--- Start INPUT FOR THIS TASK ---

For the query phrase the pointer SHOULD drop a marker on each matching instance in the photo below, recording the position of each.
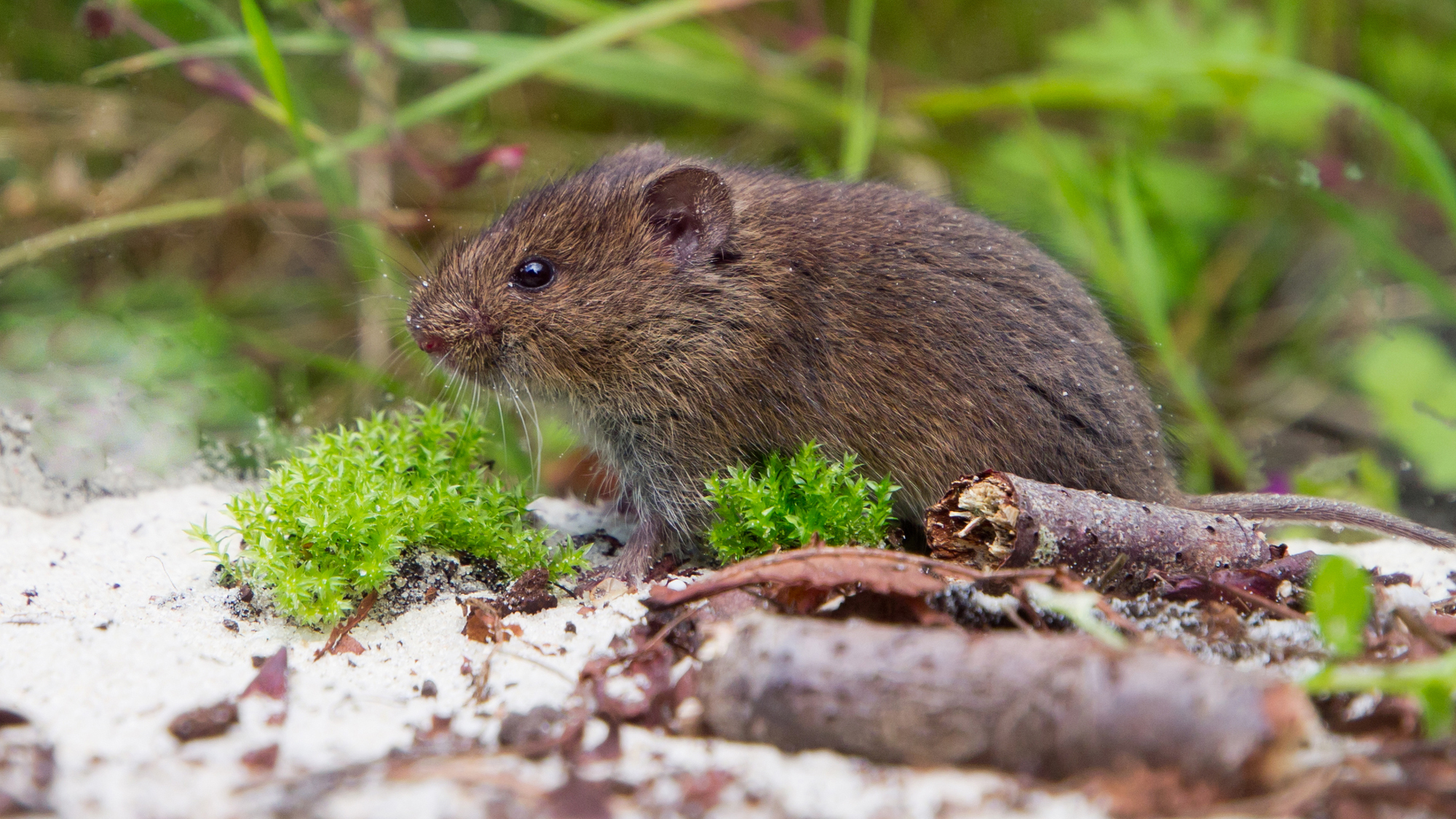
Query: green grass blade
(678, 79)
(1148, 282)
(1381, 245)
(483, 84)
(445, 101)
(270, 62)
(213, 49)
(860, 114)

--- End INPUT FOR THIS TASK ---

Rewrite the material with "marker" swapped for "pin" and every other part left as is. Omit the pictures from your output.

For the query phrase the pointer SHOULD drop a pin on each matching instance in the photo below, recording the position of each.
Query: green grass blade
(678, 79)
(1148, 282)
(1381, 245)
(483, 84)
(445, 101)
(270, 62)
(213, 49)
(860, 114)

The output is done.